--- Task description ---
Return, word for word, the part of the entries that opens with the line containing "locate dress neckline?" and closes with the line containing "top-left (185, 198), bottom-right (262, 238)", both of those lines included.

[start Raw data]

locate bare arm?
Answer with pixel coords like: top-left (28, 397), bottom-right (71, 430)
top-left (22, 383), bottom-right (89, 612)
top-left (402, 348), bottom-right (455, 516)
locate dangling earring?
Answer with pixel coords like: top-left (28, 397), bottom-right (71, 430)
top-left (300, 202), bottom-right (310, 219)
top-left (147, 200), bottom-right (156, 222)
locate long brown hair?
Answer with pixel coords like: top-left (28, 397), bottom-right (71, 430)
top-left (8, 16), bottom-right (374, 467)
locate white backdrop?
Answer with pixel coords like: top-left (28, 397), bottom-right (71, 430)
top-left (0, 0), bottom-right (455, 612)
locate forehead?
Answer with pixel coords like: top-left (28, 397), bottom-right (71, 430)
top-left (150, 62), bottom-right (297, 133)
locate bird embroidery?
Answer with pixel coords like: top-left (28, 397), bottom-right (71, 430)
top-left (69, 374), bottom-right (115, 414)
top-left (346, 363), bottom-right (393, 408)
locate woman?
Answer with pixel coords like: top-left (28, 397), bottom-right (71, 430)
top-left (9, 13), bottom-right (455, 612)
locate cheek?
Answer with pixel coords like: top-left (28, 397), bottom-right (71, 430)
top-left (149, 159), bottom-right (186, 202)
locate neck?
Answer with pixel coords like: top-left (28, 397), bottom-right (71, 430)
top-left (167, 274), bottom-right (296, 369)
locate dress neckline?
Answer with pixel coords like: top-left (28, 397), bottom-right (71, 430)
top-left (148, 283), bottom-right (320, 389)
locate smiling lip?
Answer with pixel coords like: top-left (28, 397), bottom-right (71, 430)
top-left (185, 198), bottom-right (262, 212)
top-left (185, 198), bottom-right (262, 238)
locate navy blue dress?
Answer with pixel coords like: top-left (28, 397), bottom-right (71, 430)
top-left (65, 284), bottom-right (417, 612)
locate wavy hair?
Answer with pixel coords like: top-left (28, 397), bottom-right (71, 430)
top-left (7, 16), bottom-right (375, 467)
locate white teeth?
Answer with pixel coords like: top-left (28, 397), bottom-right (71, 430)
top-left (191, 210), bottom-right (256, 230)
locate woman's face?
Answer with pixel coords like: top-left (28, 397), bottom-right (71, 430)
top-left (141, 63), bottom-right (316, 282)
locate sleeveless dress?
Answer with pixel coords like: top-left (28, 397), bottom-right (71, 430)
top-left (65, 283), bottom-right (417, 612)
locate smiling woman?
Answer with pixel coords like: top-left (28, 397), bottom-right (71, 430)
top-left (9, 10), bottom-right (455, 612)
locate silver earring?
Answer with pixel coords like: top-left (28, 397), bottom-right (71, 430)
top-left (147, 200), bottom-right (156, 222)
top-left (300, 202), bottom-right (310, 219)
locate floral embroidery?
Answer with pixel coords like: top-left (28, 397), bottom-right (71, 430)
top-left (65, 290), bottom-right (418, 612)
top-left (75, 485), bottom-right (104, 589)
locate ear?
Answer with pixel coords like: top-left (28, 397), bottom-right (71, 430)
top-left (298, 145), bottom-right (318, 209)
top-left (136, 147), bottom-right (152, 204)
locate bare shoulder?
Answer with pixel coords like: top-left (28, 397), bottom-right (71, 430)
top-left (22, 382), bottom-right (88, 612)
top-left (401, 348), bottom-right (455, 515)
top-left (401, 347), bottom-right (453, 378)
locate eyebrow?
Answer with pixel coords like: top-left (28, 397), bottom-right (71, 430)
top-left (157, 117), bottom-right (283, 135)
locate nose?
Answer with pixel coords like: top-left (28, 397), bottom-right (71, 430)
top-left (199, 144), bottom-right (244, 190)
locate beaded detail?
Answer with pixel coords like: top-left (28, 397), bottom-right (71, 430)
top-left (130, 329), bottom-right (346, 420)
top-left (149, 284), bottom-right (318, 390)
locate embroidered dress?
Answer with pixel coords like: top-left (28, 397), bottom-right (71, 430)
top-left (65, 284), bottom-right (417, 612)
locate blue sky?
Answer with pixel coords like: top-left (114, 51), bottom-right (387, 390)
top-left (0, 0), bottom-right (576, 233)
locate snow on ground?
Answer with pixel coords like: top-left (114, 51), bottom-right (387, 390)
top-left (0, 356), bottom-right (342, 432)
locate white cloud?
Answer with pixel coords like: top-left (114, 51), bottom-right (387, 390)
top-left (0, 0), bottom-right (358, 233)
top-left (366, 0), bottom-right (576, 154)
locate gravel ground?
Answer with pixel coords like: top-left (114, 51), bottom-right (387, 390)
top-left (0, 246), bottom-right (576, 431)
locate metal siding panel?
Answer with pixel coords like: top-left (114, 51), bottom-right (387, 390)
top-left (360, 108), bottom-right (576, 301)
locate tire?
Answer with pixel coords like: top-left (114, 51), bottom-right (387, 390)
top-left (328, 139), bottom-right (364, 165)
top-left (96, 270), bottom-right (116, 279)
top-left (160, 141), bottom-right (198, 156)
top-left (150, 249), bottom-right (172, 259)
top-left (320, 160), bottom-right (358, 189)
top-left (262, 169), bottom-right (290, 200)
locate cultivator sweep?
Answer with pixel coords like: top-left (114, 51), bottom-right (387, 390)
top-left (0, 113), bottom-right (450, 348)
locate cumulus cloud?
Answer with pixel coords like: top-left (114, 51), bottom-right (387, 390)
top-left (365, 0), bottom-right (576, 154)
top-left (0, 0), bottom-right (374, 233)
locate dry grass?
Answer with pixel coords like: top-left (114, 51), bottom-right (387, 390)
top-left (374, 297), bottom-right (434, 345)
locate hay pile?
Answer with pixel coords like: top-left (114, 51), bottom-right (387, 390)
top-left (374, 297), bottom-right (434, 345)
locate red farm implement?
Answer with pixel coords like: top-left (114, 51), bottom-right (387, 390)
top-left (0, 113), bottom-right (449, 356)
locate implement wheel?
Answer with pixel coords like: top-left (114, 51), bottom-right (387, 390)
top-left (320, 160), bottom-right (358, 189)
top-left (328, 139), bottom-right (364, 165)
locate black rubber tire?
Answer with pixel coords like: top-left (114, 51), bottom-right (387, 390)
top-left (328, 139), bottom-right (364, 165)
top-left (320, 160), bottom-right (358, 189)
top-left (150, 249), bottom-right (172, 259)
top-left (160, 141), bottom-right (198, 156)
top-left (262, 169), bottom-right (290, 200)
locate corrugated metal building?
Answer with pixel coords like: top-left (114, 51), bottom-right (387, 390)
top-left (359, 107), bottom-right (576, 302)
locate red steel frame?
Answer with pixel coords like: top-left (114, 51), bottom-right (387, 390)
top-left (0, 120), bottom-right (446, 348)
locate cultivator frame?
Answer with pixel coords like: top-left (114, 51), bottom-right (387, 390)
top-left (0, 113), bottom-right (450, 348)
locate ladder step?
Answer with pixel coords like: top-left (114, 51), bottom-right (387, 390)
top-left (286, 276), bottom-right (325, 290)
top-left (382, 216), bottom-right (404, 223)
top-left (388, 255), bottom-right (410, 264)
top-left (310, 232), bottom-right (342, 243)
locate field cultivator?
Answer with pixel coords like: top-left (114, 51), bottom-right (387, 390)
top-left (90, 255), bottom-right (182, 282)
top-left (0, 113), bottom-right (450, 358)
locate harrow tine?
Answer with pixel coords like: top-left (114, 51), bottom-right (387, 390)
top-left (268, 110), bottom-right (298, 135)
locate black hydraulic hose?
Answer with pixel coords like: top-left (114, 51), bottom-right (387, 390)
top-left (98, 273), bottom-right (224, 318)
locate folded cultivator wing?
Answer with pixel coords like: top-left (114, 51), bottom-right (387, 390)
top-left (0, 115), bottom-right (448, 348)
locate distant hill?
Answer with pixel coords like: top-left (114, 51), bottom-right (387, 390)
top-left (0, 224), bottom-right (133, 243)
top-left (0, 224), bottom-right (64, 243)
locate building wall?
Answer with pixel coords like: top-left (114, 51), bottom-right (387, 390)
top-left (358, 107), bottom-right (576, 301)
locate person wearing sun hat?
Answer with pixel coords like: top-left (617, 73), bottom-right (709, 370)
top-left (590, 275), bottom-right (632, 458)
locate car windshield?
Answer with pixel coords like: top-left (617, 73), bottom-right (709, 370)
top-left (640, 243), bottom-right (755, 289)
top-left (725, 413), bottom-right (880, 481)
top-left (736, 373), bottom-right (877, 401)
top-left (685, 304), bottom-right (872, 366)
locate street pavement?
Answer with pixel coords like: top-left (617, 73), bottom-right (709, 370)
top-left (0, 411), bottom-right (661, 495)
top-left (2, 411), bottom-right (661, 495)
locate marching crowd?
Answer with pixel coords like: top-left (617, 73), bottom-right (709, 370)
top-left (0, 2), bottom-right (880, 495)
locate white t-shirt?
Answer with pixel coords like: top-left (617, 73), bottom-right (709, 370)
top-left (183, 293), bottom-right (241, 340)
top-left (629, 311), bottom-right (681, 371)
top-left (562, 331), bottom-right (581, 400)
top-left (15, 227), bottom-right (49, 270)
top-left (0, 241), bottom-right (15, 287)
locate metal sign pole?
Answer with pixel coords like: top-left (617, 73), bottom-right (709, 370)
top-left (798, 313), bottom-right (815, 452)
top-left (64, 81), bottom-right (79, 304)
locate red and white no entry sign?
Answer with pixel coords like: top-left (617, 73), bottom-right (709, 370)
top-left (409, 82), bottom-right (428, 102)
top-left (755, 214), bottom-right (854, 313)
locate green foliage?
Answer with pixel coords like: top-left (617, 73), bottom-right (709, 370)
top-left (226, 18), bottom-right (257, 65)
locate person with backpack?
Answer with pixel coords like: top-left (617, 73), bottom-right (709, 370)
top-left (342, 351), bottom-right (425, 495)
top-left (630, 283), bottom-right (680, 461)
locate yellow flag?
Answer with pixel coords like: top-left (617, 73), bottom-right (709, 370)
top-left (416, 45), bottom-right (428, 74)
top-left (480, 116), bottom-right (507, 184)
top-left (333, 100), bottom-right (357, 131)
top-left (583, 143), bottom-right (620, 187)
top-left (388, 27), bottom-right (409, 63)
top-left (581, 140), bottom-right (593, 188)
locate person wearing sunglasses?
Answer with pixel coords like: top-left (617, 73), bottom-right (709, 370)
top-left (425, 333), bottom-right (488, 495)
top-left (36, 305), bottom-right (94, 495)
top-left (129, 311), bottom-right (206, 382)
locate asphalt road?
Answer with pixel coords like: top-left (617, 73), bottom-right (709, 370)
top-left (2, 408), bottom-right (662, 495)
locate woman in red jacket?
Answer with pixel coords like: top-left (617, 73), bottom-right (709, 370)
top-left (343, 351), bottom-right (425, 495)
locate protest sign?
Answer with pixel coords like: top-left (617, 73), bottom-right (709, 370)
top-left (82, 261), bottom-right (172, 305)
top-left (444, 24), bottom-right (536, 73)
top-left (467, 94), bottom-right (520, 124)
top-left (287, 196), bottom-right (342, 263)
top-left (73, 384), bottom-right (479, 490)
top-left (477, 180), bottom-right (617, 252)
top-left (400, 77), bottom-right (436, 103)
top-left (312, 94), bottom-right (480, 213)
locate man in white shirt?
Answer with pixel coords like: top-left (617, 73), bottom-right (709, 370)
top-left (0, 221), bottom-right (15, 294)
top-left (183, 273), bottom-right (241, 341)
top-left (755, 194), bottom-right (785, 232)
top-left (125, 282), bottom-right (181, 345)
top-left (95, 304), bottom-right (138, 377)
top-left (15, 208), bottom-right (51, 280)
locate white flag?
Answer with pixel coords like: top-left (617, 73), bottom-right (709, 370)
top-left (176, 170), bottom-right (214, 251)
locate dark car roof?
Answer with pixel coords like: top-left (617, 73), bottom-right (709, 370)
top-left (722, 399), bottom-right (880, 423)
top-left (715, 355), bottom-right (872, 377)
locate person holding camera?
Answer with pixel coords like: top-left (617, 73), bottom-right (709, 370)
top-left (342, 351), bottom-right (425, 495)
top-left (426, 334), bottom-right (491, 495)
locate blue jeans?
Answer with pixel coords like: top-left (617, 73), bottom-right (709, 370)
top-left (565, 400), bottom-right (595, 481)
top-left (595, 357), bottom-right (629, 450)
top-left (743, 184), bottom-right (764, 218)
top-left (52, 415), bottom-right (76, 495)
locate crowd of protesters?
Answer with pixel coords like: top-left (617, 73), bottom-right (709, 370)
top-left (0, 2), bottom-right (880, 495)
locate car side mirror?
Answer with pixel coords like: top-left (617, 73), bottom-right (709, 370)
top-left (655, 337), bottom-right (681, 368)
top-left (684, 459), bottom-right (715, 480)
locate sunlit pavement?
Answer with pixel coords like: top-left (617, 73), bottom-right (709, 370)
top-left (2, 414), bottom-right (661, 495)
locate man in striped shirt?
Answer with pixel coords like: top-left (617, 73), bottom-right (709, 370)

[end Raw data]

--- Correct output ---
locate dress neckline?
Answer with pixel coords like: top-left (28, 397), bottom-right (71, 430)
top-left (148, 283), bottom-right (320, 389)
locate smiling lip?
Answer with pixel coords like: top-left (28, 397), bottom-right (71, 430)
top-left (185, 198), bottom-right (262, 212)
top-left (185, 198), bottom-right (262, 238)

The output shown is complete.